YANG DITANYAKAN
Menurut teks tentang beras pulen dan pera, apa yang menyebabkan butiran nasi dari beras pulen saling menempel?

Rasa beras yang enak ternyata belum tentu bergizi tinggi. Pulen atau pera?
Menurut Dr. Yadi Haryadi, beras pulen umumnya dihasilkan dari padi yang umur
tanamnya lebih lama dibanding padi penghasil beras pera. Padi penghasil
beras pulen seperti beras Cianjur, biasanya dipanen dengan cara
dipotong tangkai atau malainya sehingga diperoleh padi gedeng. Beras pulen contohnya seperti beras Cianjur, Rojo Lele, Bare Solok, dan
sebagainya. Beras ini, kata Yadi, jika ditanak akan menghasilkan nasi
yang butirannya saling menempel sehingga dapat dikepal. Ini terjadi
karena kandungan amilosa-nya rendah, sementara kandungan
amilopektinnya lebih tinggi dibanding beras pera.
Sedangkan padi pera atau biasa juga disebut padi cere, dipanen dengan
cara diarit batangnya kemudian langsung digabahkan. ”Ciri lainnya,
beras pera kalau ditanak butiran nasinya tidak lengket satu sama lain.

INFORMASI YANG DIBERIKAN
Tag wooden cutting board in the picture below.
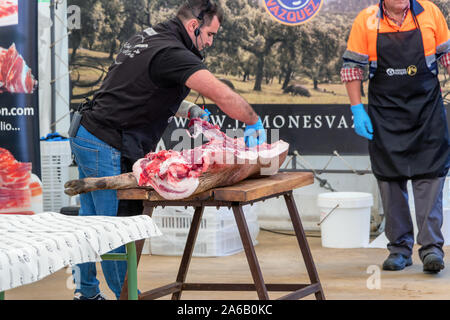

HASIL TUGAS
Kandungan amilosanya rendah, sementara kandungan amilopektinnya lebih tinggi dibanding beras pera.